Qu’est-ce qu’un artiste ?



« L’homme n’est plus artiste, il est devenu œuvre d’art : ce qui se révèle ici dans le tressaillement de l’ivresse c’est, en vue de la suprême volonté et de l’apaisement de l’Un originaire, la puissance artiste de la nature tout entière. » Nietzsche, La naissance de la tragédie.



Il est possible d’affirmer que depuis le 19ème siècle, l’accent a été porté dans la réflexion esthétique, sur le « faire » même de l’artiste, sur sa création et parfois même sur son être, sa nature. Certes Kant, à la fin du 18ème siècle, évoquait déjà le génie comme « disposition innée de l’esprit par laquelle la nature donne les règles à l’art »,   mais de telles considérations demeuraient marginales. Il en va tout autrement au siècle suivant comme en témoigne par exemple ceci que les artistes deviennent eux-mêmes des théoriciens de l’art. Ainsi en va-t-il notamment de Delacroix, prônant l’art idéaliste (contre l’art réaliste) en tant que manifestant les puissances de l’imagination. L’artiste pour Delacroix va au-delà de la nature, il est créateur, son art est l’expression de son âme. Ce qui importe, ce n’est pas le sujet du tableau, mais les émotions de l’artiste.D’une manière similaire, Baudelaire, en lecteur de Poe, présente l’imagination constructive comme une faculté supérieure. Baudelaire s’oppose à la conception platonicienne du Beau comme permanent, universel, immuable ; au contraire le Beau est pour lui toujours individuel, le transitoire, l’artificiel. Notons dès à présent qu’au 20ème siècle, ce pouvoir de l’imagination sera remis en cause par Alain. Selon lui, l’imagination est illusion ; elle ne saurait dévoiler ce qui est absent, montrer ce qui ne peut se voir. L’œuvre d’art est au contraire une réponse à l’impuissance de l’imagination, une tentative pour pallier à sa faiblesse. Le monde intérieur des images n’existe pas ; il n’y a rien d’autre que des réactions corporelles et émotionnelles sans « forme » ; c’est leur extériorisation, leur « dessin » qui seule les ordonne ; l’art est avant tout une pratique pour discipliner les passions.
• • •
__Consigne 1__
Recopiez toutes les lignes ci-dessous, requêtes comprises, en décalant de 116 chaque coordonnée des tracés donnés en réponse. Les nombres des requêtes et de leurs exemples de format restent inchangés.
• • •
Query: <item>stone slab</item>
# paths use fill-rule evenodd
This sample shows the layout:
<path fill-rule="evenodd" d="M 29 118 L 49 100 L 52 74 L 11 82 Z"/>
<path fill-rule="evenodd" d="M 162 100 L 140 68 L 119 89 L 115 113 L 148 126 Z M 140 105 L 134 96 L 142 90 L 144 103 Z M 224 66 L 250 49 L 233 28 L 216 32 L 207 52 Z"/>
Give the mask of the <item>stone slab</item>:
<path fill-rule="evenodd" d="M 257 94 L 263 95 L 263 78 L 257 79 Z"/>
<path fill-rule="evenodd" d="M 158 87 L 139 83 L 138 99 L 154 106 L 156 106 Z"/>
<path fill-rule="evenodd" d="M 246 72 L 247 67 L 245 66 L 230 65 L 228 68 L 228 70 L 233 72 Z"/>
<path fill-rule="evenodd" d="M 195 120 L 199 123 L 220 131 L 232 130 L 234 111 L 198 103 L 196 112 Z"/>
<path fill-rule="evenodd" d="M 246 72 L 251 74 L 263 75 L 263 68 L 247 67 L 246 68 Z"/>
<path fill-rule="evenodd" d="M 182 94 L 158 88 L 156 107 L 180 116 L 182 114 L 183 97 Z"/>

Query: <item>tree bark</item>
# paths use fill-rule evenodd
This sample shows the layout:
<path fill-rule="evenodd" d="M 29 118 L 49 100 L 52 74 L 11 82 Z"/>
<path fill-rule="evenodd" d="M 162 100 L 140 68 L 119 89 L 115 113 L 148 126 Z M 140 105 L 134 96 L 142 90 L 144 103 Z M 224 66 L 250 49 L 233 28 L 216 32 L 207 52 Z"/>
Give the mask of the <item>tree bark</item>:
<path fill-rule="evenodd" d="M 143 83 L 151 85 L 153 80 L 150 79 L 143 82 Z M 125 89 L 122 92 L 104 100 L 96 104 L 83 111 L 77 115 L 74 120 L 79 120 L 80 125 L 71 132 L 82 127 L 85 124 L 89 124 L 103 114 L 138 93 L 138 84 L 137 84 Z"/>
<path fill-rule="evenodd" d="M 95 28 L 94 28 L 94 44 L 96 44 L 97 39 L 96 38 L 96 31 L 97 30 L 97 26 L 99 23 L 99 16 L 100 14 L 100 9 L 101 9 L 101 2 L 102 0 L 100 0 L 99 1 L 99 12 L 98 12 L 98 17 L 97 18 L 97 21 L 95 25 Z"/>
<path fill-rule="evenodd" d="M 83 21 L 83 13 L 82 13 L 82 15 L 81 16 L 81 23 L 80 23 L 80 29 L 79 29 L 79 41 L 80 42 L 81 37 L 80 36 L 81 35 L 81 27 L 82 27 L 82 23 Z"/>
• • •
__Consigne 2__
D'après l'extrait sur l'artiste, de quel auteur Baudelaire est-il présenté comme lecteur ?

__Corrigé 1__
Query: <item>stone slab</item>
# paths use fill-rule evenodd
This sample shows the layout:
<path fill-rule="evenodd" d="M 29 118 L 49 100 L 52 74 L 11 82 Z"/>
<path fill-rule="evenodd" d="M 162 100 L 140 68 L 119 89 L 115 113 L 148 126 Z M 140 105 L 134 96 L 142 90 L 144 103 Z M 224 66 L 250 49 L 233 28 L 216 32 L 207 52 Z"/>
Give the mask of the <item>stone slab</item>:
<path fill-rule="evenodd" d="M 373 210 L 379 211 L 379 194 L 373 195 Z"/>
<path fill-rule="evenodd" d="M 274 203 L 255 199 L 254 215 L 270 222 L 272 222 Z"/>
<path fill-rule="evenodd" d="M 362 188 L 363 183 L 361 182 L 346 181 L 344 184 L 344 186 L 349 188 Z"/>
<path fill-rule="evenodd" d="M 311 236 L 315 239 L 336 247 L 348 246 L 350 227 L 314 219 L 312 228 Z"/>
<path fill-rule="evenodd" d="M 362 188 L 367 190 L 379 191 L 379 184 L 363 183 L 362 184 Z"/>
<path fill-rule="evenodd" d="M 298 210 L 274 204 L 272 223 L 296 232 L 298 230 L 299 213 Z"/>

Query: <item>tree bark</item>
# paths use fill-rule evenodd
This sample shows the layout:
<path fill-rule="evenodd" d="M 29 118 L 49 100 L 52 74 L 11 82 Z"/>
<path fill-rule="evenodd" d="M 162 100 L 140 68 L 119 89 L 115 113 L 148 126 Z M 140 105 L 134 96 L 142 90 L 144 103 Z M 224 66 L 250 49 L 233 28 L 216 32 L 207 52 Z"/>
Give the mask of the <item>tree bark</item>:
<path fill-rule="evenodd" d="M 259 199 L 267 201 L 269 196 L 266 195 L 259 198 Z M 241 205 L 238 208 L 220 216 L 212 220 L 199 227 L 193 231 L 190 236 L 195 236 L 196 241 L 187 248 L 198 243 L 201 240 L 205 240 L 219 230 L 254 209 L 254 200 L 253 200 Z"/>
<path fill-rule="evenodd" d="M 211 144 L 210 144 L 210 160 L 212 160 L 213 155 L 212 154 L 212 147 L 213 146 L 213 142 L 215 139 L 215 132 L 216 130 L 216 125 L 217 125 L 217 118 L 218 116 L 216 116 L 215 117 L 215 128 L 214 128 L 214 133 L 213 134 L 213 137 L 211 141 Z"/>
<path fill-rule="evenodd" d="M 199 137 L 199 129 L 198 129 L 198 131 L 197 132 L 197 139 L 196 139 L 196 145 L 195 145 L 195 157 L 196 158 L 197 153 L 196 152 L 197 151 L 197 143 L 198 143 L 198 139 Z"/>

__Corrigé 2__
De Poe.